** THE RECORDS **
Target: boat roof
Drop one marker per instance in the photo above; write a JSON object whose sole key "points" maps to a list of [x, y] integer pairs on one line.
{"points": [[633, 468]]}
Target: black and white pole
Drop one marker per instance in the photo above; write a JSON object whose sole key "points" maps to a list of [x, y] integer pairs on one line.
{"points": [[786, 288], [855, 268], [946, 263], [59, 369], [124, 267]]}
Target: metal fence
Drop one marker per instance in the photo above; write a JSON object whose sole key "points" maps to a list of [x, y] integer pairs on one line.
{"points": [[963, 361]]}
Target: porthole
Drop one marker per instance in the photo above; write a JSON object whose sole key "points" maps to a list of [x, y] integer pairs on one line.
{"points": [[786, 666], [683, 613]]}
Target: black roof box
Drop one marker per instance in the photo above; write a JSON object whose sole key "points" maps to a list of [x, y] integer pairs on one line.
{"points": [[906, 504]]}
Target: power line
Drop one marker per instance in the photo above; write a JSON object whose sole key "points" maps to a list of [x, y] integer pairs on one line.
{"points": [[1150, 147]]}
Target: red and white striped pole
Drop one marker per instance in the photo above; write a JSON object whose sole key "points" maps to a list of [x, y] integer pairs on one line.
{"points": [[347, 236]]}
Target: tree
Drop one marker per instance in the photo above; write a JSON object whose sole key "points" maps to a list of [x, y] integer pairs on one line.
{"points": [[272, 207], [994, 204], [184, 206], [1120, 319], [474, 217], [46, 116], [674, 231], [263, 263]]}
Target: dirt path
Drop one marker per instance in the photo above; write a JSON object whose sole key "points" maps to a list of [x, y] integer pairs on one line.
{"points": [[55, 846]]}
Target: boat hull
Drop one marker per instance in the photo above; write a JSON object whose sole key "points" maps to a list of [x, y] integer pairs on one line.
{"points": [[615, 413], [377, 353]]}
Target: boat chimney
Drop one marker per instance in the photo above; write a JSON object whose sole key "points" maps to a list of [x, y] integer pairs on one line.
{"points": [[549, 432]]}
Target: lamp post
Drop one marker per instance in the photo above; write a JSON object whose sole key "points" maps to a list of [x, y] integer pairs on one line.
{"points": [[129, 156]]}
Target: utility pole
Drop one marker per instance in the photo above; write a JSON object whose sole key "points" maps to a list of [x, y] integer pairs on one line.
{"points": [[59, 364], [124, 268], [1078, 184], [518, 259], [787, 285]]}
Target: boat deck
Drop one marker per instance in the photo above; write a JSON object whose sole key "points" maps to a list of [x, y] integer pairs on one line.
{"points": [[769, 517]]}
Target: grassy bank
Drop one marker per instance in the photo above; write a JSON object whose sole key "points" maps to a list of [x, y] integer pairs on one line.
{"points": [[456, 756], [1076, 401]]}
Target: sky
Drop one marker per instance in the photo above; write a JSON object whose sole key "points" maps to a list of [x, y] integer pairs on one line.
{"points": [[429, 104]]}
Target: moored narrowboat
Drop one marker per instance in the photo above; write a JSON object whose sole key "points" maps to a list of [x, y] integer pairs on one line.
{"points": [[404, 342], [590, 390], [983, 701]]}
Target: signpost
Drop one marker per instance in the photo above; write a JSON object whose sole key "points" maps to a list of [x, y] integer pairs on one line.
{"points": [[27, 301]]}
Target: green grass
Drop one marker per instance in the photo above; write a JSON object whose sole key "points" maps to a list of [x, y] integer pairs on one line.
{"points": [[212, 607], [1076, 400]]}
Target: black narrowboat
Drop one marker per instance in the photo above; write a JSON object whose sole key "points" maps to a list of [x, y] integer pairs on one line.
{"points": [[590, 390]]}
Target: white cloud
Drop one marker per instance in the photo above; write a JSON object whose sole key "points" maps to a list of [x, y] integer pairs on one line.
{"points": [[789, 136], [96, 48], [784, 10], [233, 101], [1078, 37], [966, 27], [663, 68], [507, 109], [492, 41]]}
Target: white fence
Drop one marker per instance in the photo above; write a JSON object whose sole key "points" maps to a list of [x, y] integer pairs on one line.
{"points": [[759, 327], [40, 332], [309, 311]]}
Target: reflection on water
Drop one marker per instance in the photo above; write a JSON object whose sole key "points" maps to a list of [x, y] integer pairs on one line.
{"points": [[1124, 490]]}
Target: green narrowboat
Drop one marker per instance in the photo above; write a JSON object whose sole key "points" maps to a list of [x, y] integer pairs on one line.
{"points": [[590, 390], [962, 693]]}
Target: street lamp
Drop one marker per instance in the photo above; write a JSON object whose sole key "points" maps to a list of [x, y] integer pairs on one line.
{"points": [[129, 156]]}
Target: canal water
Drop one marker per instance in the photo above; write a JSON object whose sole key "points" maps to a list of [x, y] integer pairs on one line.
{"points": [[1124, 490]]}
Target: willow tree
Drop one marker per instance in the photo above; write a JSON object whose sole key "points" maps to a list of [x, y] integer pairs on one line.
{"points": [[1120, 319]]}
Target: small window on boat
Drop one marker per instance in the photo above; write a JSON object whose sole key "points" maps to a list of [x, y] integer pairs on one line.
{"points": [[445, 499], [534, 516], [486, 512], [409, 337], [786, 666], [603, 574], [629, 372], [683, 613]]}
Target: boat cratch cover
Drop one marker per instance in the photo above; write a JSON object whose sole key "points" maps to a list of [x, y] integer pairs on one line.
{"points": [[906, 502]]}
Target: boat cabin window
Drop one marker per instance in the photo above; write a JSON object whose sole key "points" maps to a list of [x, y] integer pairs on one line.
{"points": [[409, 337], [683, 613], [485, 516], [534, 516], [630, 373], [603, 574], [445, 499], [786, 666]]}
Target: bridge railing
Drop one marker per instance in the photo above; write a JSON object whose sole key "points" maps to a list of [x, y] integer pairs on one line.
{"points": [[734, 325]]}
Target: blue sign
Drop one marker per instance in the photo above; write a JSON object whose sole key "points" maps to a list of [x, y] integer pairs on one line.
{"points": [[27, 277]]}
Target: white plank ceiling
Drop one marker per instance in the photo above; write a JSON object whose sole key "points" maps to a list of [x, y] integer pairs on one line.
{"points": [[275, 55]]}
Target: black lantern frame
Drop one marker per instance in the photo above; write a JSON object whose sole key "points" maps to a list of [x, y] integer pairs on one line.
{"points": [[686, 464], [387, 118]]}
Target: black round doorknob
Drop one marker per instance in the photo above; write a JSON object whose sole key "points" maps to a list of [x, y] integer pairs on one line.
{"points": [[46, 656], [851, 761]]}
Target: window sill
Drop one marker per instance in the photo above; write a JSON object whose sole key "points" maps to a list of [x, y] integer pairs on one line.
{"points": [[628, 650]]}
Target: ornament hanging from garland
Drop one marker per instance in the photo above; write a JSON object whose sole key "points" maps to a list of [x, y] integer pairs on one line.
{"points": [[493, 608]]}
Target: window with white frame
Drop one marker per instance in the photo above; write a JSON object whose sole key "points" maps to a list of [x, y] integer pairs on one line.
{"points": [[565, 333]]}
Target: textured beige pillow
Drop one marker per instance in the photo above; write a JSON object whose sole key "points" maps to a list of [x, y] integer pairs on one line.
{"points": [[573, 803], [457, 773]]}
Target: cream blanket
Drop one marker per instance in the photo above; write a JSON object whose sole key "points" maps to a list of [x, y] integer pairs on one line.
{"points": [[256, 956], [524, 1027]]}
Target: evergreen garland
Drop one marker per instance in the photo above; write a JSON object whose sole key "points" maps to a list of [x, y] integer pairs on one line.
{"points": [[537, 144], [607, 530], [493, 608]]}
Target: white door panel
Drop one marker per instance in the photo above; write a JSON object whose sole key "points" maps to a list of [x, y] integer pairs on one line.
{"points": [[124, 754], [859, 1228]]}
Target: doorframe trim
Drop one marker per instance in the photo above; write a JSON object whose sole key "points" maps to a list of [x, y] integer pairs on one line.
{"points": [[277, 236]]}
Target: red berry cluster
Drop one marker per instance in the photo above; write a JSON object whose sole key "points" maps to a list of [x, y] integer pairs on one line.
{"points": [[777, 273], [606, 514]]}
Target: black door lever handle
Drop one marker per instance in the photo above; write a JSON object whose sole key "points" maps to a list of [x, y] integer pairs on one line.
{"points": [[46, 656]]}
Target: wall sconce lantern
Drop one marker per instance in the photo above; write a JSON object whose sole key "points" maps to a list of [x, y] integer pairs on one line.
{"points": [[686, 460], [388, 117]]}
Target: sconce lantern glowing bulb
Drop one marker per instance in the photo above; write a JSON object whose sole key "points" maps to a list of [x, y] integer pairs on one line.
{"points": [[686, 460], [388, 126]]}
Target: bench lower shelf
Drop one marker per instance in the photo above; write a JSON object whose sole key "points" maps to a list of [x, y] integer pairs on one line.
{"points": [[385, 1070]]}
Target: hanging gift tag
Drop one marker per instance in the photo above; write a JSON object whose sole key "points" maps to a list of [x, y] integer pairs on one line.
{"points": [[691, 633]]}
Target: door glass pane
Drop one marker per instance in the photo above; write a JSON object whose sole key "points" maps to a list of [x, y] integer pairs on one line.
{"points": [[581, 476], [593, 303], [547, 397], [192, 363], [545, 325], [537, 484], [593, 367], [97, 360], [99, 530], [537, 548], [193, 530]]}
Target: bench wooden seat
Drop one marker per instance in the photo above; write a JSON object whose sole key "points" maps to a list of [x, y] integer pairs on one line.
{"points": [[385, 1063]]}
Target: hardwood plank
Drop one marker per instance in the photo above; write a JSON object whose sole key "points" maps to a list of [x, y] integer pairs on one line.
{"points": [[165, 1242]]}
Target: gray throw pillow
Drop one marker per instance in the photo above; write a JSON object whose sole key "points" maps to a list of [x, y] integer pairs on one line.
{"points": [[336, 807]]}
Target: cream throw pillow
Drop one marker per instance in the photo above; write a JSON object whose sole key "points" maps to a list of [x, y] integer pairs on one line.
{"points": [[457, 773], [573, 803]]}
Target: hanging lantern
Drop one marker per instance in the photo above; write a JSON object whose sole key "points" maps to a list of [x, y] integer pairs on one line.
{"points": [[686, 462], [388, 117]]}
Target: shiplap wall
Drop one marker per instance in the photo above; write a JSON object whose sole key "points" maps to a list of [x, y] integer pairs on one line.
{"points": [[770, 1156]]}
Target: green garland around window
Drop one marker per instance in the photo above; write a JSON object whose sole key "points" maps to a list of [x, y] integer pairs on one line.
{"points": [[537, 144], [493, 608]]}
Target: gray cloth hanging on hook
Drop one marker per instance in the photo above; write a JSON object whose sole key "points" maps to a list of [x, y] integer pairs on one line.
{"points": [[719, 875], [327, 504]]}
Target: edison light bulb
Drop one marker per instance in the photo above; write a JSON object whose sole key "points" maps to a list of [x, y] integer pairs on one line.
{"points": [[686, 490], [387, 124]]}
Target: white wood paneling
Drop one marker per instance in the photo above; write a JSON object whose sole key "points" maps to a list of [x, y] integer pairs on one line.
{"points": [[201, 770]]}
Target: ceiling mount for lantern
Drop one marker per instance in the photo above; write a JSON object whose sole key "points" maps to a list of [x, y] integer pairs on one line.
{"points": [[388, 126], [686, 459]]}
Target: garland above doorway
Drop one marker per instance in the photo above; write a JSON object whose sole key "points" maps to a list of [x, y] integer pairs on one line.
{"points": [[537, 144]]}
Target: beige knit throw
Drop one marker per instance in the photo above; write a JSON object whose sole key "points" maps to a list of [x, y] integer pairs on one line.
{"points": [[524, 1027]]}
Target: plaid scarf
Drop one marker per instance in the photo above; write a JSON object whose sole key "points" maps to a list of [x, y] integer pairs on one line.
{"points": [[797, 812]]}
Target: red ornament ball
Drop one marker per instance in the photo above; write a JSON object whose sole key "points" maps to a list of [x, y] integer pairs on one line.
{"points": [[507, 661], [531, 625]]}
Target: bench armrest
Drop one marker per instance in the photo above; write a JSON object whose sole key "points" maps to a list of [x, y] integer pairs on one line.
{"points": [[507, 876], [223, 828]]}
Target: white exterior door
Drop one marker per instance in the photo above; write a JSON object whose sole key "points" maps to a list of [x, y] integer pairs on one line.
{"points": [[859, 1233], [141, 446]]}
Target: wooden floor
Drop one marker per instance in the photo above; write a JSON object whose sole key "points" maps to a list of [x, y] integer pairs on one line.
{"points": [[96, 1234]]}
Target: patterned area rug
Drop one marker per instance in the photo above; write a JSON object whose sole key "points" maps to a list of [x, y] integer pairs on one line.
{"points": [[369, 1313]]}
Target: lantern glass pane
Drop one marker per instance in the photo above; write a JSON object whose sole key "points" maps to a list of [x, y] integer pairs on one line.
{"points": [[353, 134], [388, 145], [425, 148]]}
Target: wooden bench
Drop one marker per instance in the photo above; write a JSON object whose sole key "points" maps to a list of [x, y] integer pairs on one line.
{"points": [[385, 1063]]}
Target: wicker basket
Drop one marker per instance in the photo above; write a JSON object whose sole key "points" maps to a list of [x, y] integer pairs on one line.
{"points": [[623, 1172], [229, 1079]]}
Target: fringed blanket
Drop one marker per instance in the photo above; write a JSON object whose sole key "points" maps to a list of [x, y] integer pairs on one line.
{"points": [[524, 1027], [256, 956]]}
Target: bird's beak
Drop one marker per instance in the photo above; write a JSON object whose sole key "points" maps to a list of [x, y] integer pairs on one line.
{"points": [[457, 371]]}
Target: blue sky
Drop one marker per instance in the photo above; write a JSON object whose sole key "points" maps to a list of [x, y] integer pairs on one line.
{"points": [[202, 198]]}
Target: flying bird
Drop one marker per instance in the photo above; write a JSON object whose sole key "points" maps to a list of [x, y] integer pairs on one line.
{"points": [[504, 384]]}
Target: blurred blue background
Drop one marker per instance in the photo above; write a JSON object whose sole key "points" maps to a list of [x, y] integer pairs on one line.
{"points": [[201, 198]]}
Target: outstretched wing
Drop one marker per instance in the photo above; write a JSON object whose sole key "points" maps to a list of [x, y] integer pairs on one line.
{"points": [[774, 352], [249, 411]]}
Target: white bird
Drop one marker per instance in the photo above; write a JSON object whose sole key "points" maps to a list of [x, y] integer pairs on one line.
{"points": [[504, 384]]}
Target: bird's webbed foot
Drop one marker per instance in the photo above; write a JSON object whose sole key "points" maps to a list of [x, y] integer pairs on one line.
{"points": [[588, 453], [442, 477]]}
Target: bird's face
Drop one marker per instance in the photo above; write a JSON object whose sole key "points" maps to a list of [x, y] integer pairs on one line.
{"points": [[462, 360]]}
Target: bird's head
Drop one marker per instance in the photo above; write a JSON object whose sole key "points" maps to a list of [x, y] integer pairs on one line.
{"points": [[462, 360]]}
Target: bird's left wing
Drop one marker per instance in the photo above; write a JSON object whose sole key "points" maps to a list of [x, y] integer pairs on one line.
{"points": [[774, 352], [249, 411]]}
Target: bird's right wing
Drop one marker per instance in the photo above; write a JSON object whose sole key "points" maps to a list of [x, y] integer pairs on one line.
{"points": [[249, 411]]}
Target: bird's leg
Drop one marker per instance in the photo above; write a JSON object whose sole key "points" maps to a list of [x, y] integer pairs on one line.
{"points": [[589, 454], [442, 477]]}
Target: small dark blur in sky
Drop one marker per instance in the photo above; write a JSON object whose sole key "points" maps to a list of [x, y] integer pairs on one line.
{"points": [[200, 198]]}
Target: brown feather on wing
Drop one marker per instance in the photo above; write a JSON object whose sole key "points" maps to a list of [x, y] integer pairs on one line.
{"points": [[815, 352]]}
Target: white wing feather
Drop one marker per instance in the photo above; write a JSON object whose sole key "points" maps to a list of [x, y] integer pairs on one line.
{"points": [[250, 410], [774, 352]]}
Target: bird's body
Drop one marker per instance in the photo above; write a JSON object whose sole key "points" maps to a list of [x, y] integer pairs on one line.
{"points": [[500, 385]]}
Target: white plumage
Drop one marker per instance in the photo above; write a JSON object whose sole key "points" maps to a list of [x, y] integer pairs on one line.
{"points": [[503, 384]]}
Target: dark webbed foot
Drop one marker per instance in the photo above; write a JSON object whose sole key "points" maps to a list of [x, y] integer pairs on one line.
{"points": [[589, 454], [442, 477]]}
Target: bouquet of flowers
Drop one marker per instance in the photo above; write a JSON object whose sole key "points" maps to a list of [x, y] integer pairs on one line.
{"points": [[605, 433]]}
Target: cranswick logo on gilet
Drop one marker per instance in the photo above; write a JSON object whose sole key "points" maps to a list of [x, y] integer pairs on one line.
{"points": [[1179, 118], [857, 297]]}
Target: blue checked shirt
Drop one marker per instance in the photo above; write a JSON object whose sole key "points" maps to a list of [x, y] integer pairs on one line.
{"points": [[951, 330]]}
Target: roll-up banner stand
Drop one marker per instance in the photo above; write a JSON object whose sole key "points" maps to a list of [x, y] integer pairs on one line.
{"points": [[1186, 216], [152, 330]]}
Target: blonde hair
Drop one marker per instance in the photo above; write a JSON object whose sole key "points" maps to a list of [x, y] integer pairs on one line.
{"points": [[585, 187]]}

** WHAT THE TASK REQUIRES **
Word for word, repeat the line holding "Target: blue checked shirt" and all lines after it through the end of the entries above.

** REPLY **
Target: blue checked shirt
Drop one marker per instance in the photo above; write a JSON object whose sole key "points" maps to a list of [x, y] integer pairs on one line.
{"points": [[951, 330]]}
Target: roll-up banner stand
Drop one marker per instance in the photo above; write a JSON object whose sole key "points" maps to a list of [x, y] integer pairs on one line.
{"points": [[1186, 216], [152, 330]]}
Target: blonde hair
Drop one marker per instance in the photo above; write a JSON object whose sole key "points" maps to a list of [x, y] integer pairs on one line.
{"points": [[585, 187]]}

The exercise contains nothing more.